_Selected excerpt_.
The call for federal action came at a press conference with Dr. Leana Wen, health commissioner of Baltimore; Robert Weissman, president of Public Citizen; Amy Collier, director of the Community Services Division for the Catholic Charities of Baltimore; Nathan Fields, a community health educator for the Baltimore City Health Department; and Perry Hopkins, an overdose survivor whose life was saved through a rapid administration of naloxone.

Under the premise that dispensing the opioid overdose antidote, naloxone – approved in 1971 – should be as easy as pulling a fire alarm, experts including the surgeon general have called for expanded access to the antidote for people struggling with addiction and those around them.

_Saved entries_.
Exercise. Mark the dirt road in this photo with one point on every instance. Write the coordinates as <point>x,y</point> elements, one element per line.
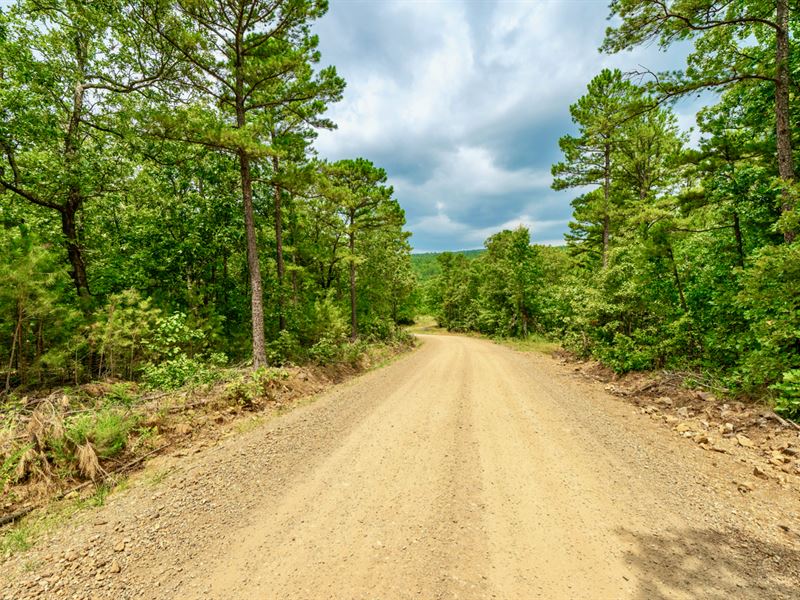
<point>465,470</point>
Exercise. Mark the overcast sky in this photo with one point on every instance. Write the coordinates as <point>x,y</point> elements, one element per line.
<point>463,102</point>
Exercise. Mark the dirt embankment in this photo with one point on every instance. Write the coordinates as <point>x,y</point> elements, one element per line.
<point>463,470</point>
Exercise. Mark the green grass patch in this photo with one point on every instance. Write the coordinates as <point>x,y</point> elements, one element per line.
<point>532,343</point>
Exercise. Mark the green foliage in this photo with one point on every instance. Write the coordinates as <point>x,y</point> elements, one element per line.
<point>770,302</point>
<point>788,401</point>
<point>122,254</point>
<point>107,430</point>
<point>177,372</point>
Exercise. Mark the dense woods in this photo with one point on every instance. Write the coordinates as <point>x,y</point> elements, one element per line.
<point>679,256</point>
<point>162,208</point>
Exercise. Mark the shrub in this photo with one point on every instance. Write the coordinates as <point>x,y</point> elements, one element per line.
<point>177,372</point>
<point>284,349</point>
<point>788,400</point>
<point>107,431</point>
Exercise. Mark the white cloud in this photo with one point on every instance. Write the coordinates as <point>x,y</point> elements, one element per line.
<point>463,104</point>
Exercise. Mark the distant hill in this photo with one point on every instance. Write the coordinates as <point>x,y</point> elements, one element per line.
<point>426,267</point>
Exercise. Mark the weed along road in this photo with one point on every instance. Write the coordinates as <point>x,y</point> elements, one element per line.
<point>462,470</point>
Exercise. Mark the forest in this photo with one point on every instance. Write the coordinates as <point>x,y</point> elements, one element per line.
<point>679,256</point>
<point>162,209</point>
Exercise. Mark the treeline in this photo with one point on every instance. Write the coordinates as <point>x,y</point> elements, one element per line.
<point>677,257</point>
<point>161,204</point>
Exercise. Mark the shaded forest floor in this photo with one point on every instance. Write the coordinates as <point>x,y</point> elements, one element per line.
<point>48,480</point>
<point>462,469</point>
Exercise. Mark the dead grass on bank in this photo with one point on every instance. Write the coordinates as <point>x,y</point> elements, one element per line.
<point>74,442</point>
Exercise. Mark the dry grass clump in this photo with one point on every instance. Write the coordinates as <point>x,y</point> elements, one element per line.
<point>88,463</point>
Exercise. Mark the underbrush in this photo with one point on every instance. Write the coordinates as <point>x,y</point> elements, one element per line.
<point>85,435</point>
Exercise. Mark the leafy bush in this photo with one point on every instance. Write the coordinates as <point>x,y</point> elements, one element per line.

_Exercise set_.
- a) Can you turn the paragraph of the naloxone excerpt that begins "The call for federal action came" into a short list of the press conference participants and their roles?
- b) Write out the part of the naloxone excerpt starting at "The call for" and ending at "administration of naloxone.".

_Task-by-task answers_.
- a)
The call for federal action came at a press conference with:
- Dr. Leana Wen, Baltimore health commissioner
- Robert Weissman, president of Public Citizen
- Amy Collier, director of the Community Services Division, Catholic Charities of Baltimore
- Nathan Fields, community health educator, Baltimore City Health Department
- Perry Hopkins, overdose survivor saved by rapid naloxone administration

- b)
The call for federal action came at a press conference with Dr. Leana Wen, health commissioner of Baltimore; Robert Weissman, president of Public Citizen; Amy Collier, director of the Community Services Division for the Catholic Charities of Baltimore; Nathan Fields, a community health educator for the Baltimore City Health Department; and Perry Hopkins, an overdose survivor whose life was saved through a rapid administration of naloxone.